A genetically modified fungus wiped out malaria-carrying mosquitoes in a month and a half, in trials in west Africa which have come closer than ever before to studying the potential impact of releasing an engineered organism in the wild.
Researchers from Burkina Faso and the University of Maryland supercharged a naturally occurring parasite of the anopheles mosquitos, a major carrier of the malaria parasite which kills 400,000 people a year.
It wiped out more than 99 per cent of mosquitoes within the 45-day trial, which was conducted in a village enclosed in a 6,550sq ft (608sq m) fly net – dubbed the MosquitoSphere.
“No transgenic malaria control has come this far down the road towards actual field testing,” said Brian Lovett, who was lead author of the study published in the journal Science on Thursday.
“This paper marks a big step and sets a precedent for this and other transgenic methods to move forward.”
But their use, or even tests in the field, have been curtailed by the significant ethical and environmental considerations of releasing an organism which could have an unknown impact on the ecosystem.
In the latest study researchers used the fungus Metarhizum pingshaense and applied it to sheets hung inside test houses.
The fungus has been given genes to produce an insecticide, known as a “hybrid”, first extracted from the Australian funnel-web spider and already approved in the US for treating crops.
By linking the insecticide-release mechanism to a gene which the fungus triggers to hide from its host’s immune system the scientists were able to ensure it would only kill its intended target.
Laboratory tests in other important pollinating insects also showed it caused them no ill effects.
“These fungi are very selective,” said Professor Raymond St Leger, another of the study’s authors.
“They know where they are from chemical signals and the shapes of features on an insect’s body. The strain we are working with likes mosquitoes.
“When this fungus detects that it is on a mosquito, it penetrates the mosquito’s cuticle and enters the insect. It won’t go to that trouble for other insects, so it’s quite safe for beneficial species such as honeybees.”
It also worked effectively in mosquitoes who were resistant to conventional insecticides, a growing problem which is undermining the control of malaria in many countries.
Dr Tony Nolan, a lecturer at Liverpool School of Tropical Medicine who has worked on genetic control of mosquitos through a method called “gene drive”, said there was a pressing need for these techniques to complement mosquito nets and other strategies.
“The reason this is an advance is because the conditions are more realistic, and the mosquitoes are locally caught and therefore more relevant.
“That makes a difference because it needs to work across the range of variation out there.”

Saved entries

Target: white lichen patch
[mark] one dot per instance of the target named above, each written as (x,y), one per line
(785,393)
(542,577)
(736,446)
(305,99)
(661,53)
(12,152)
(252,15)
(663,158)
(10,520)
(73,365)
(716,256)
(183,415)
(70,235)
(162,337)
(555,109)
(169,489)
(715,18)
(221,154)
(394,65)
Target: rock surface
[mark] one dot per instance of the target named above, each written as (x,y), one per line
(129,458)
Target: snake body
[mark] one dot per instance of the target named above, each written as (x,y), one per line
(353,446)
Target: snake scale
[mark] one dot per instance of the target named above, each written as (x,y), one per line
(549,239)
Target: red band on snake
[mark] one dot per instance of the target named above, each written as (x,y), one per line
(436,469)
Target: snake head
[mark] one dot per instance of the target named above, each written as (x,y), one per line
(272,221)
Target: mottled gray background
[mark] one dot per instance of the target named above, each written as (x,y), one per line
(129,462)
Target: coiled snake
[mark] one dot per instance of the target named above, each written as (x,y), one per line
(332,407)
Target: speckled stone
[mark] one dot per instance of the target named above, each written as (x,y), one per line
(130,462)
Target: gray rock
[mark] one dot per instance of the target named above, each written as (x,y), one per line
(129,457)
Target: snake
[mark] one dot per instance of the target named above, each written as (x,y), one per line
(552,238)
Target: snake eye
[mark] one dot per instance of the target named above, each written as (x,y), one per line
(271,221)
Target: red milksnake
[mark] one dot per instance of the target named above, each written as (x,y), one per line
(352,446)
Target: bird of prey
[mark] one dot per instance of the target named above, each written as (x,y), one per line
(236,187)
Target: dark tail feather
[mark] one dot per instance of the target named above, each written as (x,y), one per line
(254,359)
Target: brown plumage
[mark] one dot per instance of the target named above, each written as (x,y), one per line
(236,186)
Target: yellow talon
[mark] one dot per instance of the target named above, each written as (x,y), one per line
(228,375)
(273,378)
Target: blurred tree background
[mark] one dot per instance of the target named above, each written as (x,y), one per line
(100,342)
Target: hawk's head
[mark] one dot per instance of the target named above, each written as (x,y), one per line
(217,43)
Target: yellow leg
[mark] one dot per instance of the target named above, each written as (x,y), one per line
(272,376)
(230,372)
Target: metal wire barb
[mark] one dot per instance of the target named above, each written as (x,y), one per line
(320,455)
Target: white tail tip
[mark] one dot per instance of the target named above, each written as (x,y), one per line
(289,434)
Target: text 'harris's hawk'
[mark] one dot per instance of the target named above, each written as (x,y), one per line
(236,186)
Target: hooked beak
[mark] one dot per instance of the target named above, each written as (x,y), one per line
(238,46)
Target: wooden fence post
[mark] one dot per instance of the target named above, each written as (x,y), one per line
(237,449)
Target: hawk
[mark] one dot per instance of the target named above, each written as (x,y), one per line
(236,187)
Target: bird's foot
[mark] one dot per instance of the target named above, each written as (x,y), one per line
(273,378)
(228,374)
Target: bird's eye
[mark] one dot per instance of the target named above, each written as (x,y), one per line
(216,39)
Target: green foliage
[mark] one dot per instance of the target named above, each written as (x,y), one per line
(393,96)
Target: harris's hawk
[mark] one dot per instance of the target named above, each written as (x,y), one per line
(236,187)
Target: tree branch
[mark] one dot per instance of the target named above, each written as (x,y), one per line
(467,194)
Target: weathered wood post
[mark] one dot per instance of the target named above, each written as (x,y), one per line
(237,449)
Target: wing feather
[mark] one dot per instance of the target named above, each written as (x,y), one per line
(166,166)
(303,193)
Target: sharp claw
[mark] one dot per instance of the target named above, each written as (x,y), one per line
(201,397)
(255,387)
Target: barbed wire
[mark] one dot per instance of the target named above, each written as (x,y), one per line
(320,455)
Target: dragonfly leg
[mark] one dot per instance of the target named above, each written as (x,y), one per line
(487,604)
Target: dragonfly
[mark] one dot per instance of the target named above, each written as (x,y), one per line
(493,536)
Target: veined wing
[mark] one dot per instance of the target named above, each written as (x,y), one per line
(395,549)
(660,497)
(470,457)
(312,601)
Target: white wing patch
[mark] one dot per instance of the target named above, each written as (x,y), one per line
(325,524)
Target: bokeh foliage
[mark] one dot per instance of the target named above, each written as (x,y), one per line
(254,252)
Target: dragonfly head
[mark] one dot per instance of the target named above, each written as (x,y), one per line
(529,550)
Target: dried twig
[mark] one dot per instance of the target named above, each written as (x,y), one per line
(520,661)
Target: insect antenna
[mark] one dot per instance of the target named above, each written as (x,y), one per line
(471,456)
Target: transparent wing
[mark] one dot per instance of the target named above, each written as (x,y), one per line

> **Study questions**
1. Summarize the article on the genetically modified fungus in two sentences.
2. From the article on the genetically modified fungus, copy the stretch from "Dr Tony Nolan, a" through "therefore more relevant.".

> **Responses in order**
1. Researchers from Burkina Faso and the University of Maryland gave a naturally occurring mosquito parasite genes to produce a spider-derived insecticide, and in a 45-day trial in a village enclosed in a fly net it wiped out more than 99 percent of malaria-carrying mosquitoes. The fungus is selective for mosquitoes, caused no ill effects in other important pollinating insects in laboratory tests, and also worked on mosquitoes resistant to conventional insecticides.

2.
Dr Tony Nolan, a lecturer at Liverpool School of Tropical Medicine who has worked on genetic control of mosquitos through a method called “gene drive”, said there was a pressing need for these techniques to complement mosquito nets and other strategies.
“The reason this is an advance is because the conditions are more realistic, and the mosquitoes are locally caught and therefore more relevant.